> **Fragmento original**
____
DE "PINÍCULA" A "FLIM"



¡Toda la vida se ha dicho “pinícula” y ahora se dice “flim”!



         Con esta frase tan popular en la sociedad rural de la España de finales de la postguerra, se quería expresar el desacuerdo o queja por la introducción paulatina y progresiva de anglicismos que el sector más “progre” de la incipiente y emergente nueva sociedad española utilizaba para referirse a situaciones, conceptos y definiciones plenamente establecidos y conocidos por todos, pero que cambiaban de nombre sin motivo y explicación aparente alguna. “¡Siempre lo hemos llamado así! ¿Por qué ahora hay que llamarlo de otra forma y liarnos más de lo que ya estamos, después del esfuerzo que nos ha costado aprenderlo de esta manera?” No lo entendían. Nunca lo entendieron.



         Y es que, ese cambalache lexicográfico siempre ha sido, incluso aún en nuestros días, un signo de modernismo, de progreso, de transgresión que la sociedad ha utilizado en las diversas etapas por las que ha ido pasando. ¿A quién no se le escapa un “chiao” para despedirse cuando en realidad es un “adiós” a secas? Queda más finolis. ¿Y lo de “pavos” en vez de euros? Una americanada más, aunque no podamos tragar a los americanos y los califiquemos de mil formas diferentes y ninguna sea la de guapos.



         Sin embargo, no siempre que eso ocurre trata de expresar modernismo; mucho menos progresismo. Hay veces que los nombres se cambian con el fin de camuflar o despistar sobre el verdadero sentido del concepto, de la situación, de un acierto o de un fracaso.



         Tal es el caso de los restaurantes de alta cocina, los estelares de Michelín, esos que te vendían humo (literalmente) con sabor a aguacate con roquefort. Restaurantes con menús degustación que te ponían como plato una especie de dornillo blanco, y en el fondo, un trocito de carne pintada con una crema de cualquier color. Me recordaban a aquel señor que entró en un restaurante y pidió un filete en su punto con patatas fritas. Al poco rato de servírselo, el maître del restaurante se le acercó y le preguntó: “¿Cómo ha encontrado el señor el filete?”, y el señor comensal le respondió: “… pues de casualidad. ¡Estaba debajo de una patata!”.



         Ahora, estos negocios hosteleros, los de los grandes chefs españoles, en vista de la poca aceptación de sus “menús”, han pasado a denominarse “gastrobares”; son los que aún mantienen la conciencia de progresismo y modernismo. Otros han preferido llamar a las cosas por su nombre y los denominan “bares de tapas” a secas, como siempre.


         Desde que un rey obligara a los taberneros de su territorio a poner encima de la boca del jarro de vino, a modo de tapa, una vianda para acompañar al vino y evitar la ebriedad prematura de sus soldados, la cultura de la tapa ha arraigado, y de qué forma, en nuestra sociedad. Tapas, pinchos, aperitivos son nombres que se le da al pequeño sustento que estos locales nos ofrecen como acompañamiento a nuestra consumición. De ahí su nombre: bares de tapas, bares de pinchos, aperitivos variados, etc.
____
> **Datos proporcionados**
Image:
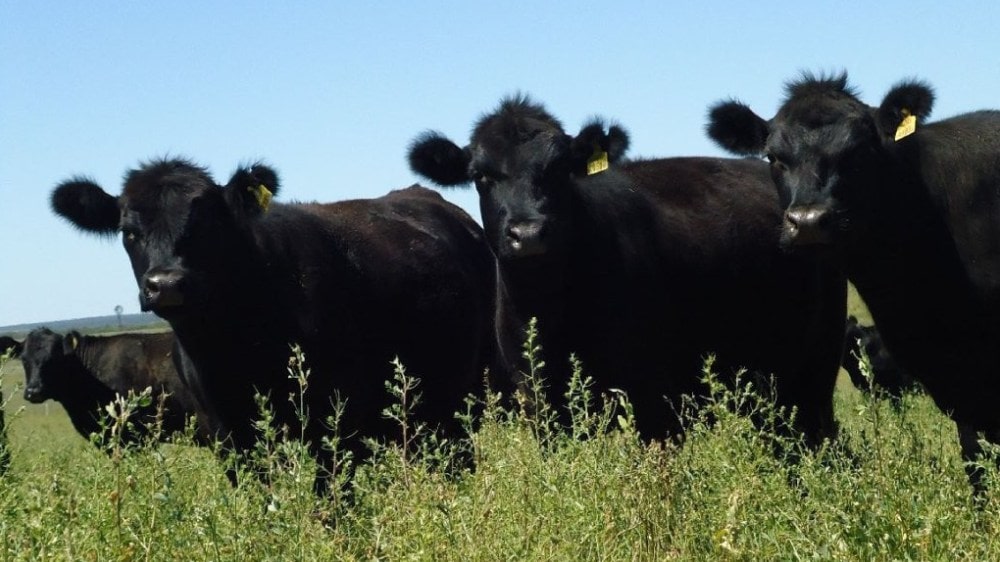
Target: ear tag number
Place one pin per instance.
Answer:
(263, 196)
(907, 126)
(598, 161)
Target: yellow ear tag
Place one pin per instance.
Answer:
(598, 161)
(263, 195)
(907, 126)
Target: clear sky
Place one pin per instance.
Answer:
(331, 93)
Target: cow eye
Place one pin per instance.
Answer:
(775, 161)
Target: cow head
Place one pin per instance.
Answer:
(46, 357)
(522, 164)
(829, 152)
(184, 234)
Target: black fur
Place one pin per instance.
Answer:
(643, 269)
(354, 283)
(915, 224)
(91, 209)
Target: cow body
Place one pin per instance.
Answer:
(354, 283)
(912, 215)
(886, 374)
(86, 373)
(644, 269)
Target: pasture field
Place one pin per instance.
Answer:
(893, 489)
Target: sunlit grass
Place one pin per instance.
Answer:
(893, 488)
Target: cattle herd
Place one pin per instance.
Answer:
(640, 268)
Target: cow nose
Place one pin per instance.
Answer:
(806, 225)
(525, 238)
(161, 289)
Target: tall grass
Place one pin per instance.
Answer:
(893, 489)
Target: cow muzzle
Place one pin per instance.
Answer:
(524, 239)
(160, 290)
(806, 226)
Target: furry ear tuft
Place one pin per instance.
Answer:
(909, 97)
(612, 139)
(9, 343)
(252, 186)
(435, 157)
(88, 207)
(736, 128)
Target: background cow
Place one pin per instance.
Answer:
(886, 374)
(85, 373)
(643, 268)
(355, 283)
(7, 343)
(910, 211)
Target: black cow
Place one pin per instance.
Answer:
(7, 342)
(886, 374)
(910, 211)
(354, 283)
(85, 373)
(644, 268)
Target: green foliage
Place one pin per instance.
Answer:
(892, 489)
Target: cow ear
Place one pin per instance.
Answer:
(9, 343)
(737, 129)
(906, 103)
(251, 188)
(598, 146)
(71, 341)
(83, 203)
(435, 157)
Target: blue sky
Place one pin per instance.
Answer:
(331, 93)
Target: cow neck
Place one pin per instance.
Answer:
(87, 355)
(86, 396)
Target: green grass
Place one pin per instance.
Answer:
(893, 489)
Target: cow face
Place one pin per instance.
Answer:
(46, 357)
(523, 166)
(830, 153)
(184, 234)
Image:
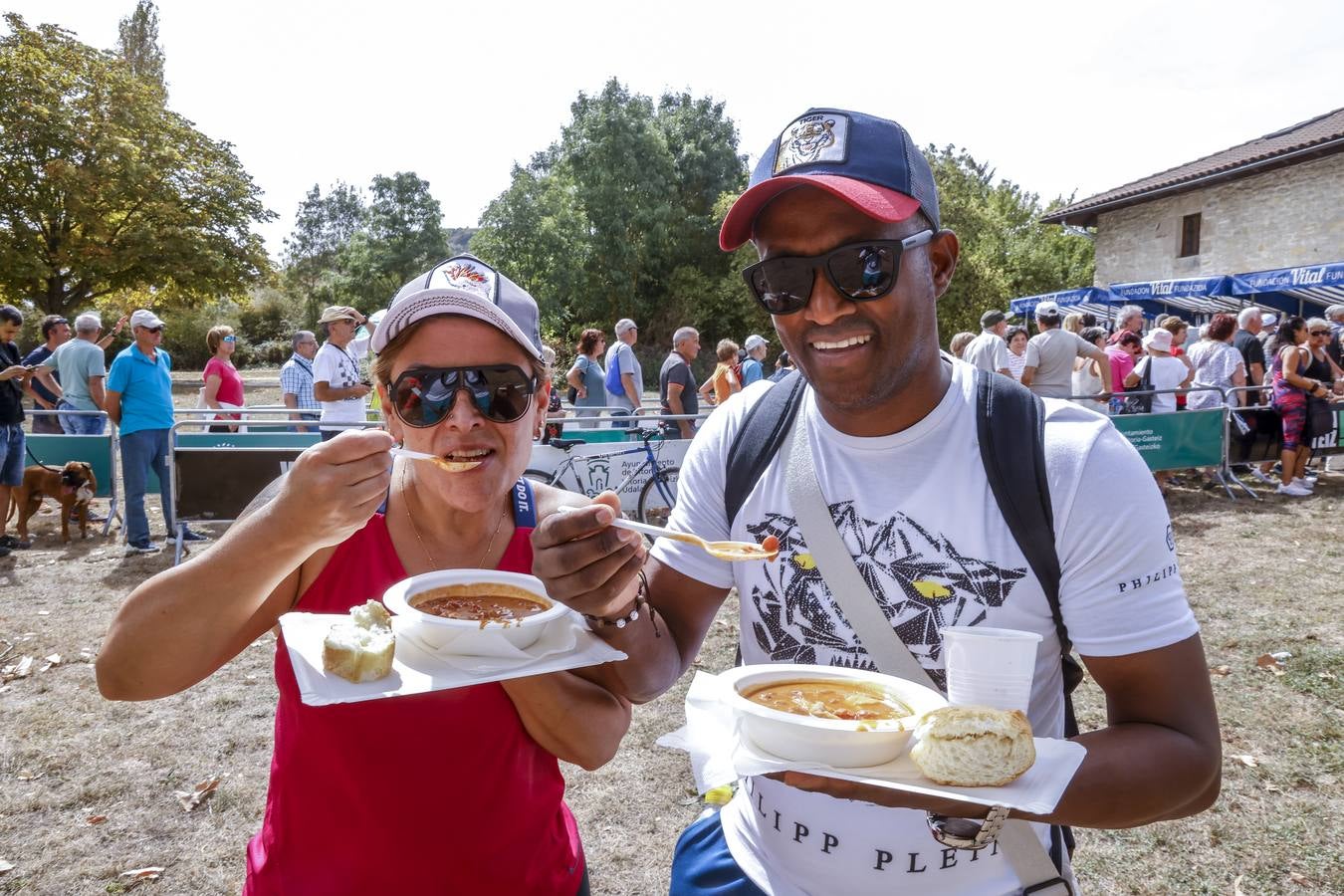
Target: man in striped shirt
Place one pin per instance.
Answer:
(296, 380)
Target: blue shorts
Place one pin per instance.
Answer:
(702, 862)
(11, 454)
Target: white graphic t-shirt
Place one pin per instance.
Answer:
(918, 516)
(338, 368)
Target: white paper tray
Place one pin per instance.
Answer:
(566, 644)
(719, 755)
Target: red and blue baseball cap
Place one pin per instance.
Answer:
(870, 162)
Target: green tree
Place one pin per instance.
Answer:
(1006, 251)
(402, 237)
(137, 43)
(107, 189)
(349, 251)
(617, 216)
(323, 226)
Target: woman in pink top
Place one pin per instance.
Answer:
(223, 385)
(452, 791)
(1124, 352)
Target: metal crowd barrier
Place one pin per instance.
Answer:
(1179, 439)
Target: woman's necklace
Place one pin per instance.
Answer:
(429, 557)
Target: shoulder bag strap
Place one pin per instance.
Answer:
(759, 441)
(851, 592)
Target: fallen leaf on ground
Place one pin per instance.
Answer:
(192, 798)
(1270, 662)
(16, 669)
(140, 875)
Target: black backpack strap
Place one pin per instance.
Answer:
(1014, 466)
(760, 439)
(1016, 470)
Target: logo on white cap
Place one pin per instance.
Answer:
(818, 137)
(467, 277)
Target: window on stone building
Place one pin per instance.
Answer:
(1190, 235)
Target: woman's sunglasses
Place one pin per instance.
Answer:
(422, 396)
(860, 272)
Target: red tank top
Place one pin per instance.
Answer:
(438, 792)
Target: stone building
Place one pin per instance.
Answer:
(1270, 203)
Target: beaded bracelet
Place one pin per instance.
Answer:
(641, 599)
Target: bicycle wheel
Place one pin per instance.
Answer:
(659, 496)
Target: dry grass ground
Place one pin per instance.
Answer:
(1263, 576)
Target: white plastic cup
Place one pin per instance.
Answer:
(990, 666)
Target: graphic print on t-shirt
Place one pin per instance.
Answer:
(920, 577)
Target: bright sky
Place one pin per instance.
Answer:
(1068, 97)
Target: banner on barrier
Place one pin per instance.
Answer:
(1175, 441)
(599, 466)
(1325, 422)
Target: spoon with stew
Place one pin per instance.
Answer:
(452, 466)
(728, 551)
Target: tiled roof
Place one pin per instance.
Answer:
(1310, 138)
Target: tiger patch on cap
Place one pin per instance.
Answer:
(817, 137)
(467, 277)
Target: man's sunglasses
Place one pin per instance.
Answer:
(422, 396)
(862, 272)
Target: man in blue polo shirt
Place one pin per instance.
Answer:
(138, 402)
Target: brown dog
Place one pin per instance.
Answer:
(73, 485)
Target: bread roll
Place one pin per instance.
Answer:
(974, 746)
(360, 648)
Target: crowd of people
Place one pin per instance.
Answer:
(1139, 368)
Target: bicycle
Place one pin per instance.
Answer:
(657, 497)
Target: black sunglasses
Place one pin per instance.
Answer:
(860, 272)
(422, 396)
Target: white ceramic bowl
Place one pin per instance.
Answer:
(833, 742)
(469, 637)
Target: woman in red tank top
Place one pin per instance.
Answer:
(453, 791)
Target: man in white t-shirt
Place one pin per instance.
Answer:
(1048, 369)
(622, 367)
(337, 383)
(891, 423)
(990, 349)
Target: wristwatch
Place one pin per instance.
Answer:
(968, 833)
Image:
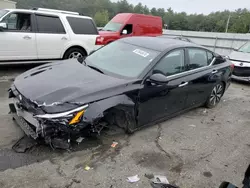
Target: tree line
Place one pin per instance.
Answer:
(102, 11)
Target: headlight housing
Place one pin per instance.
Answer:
(70, 117)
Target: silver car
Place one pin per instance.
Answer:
(241, 60)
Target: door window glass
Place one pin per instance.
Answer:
(82, 26)
(18, 22)
(171, 64)
(210, 58)
(128, 28)
(49, 24)
(197, 58)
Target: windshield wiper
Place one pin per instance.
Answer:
(95, 68)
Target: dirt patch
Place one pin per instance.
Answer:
(207, 174)
(157, 160)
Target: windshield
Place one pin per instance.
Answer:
(245, 48)
(112, 26)
(2, 13)
(122, 59)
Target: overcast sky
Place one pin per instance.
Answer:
(195, 6)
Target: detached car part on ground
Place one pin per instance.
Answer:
(241, 60)
(130, 83)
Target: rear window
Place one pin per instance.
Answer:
(82, 26)
(49, 24)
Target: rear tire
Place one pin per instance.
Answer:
(215, 96)
(74, 53)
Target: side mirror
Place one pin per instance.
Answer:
(3, 26)
(158, 79)
(124, 32)
(93, 51)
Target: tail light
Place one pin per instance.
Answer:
(99, 40)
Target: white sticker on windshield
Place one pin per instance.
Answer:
(141, 53)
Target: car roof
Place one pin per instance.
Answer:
(47, 12)
(158, 43)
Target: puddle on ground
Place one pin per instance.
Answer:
(9, 159)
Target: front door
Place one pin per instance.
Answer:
(202, 77)
(18, 39)
(162, 100)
____
> **Qué debes hacer**
Según el fragmento original, ¿qué nombre han pasado a recibir los negocios hosteleros de los grandes chefs españoles ante la poca aceptación de sus menús?

> **Respuesta del ejercicio**
Han pasado a denominarse “gastrobares”.